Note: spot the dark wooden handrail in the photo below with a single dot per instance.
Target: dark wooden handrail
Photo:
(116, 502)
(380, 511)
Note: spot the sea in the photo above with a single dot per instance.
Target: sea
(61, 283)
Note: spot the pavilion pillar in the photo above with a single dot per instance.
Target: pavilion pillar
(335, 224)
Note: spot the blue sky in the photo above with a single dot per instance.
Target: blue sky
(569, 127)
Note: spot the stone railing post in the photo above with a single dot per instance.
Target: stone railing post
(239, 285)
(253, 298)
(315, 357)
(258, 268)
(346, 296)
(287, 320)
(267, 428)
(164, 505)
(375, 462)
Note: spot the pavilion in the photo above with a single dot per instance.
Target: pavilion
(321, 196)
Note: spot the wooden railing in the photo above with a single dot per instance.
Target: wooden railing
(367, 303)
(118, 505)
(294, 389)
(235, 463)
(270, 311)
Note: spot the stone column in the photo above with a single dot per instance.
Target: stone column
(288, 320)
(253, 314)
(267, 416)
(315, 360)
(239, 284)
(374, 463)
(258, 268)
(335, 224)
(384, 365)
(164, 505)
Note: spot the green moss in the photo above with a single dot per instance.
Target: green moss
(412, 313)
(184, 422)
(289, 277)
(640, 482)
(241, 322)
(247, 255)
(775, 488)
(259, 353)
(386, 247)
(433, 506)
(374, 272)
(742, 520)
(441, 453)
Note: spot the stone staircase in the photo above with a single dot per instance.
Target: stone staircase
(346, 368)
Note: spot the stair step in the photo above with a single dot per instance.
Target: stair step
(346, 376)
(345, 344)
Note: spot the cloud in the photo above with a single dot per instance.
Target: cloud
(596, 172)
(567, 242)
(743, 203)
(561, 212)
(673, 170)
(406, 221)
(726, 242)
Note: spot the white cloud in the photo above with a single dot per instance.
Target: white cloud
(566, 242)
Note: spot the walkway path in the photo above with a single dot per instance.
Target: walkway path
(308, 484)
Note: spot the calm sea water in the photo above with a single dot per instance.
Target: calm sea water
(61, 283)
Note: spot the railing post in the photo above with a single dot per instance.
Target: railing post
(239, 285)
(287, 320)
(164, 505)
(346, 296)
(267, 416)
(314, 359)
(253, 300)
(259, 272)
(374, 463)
★ ★ ★ ★
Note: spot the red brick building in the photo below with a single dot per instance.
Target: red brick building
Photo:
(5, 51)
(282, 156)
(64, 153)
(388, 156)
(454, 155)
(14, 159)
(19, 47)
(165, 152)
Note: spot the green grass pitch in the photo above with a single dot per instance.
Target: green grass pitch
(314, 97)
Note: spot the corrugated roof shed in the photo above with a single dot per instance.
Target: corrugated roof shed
★ ★ ★ ★
Problem to solve -> Pick out each line in the material containing "roof".

Result of this task ->
Note: spot the corrugated roof shed in the photo above with a single dot per instance.
Target: corrugated roof shed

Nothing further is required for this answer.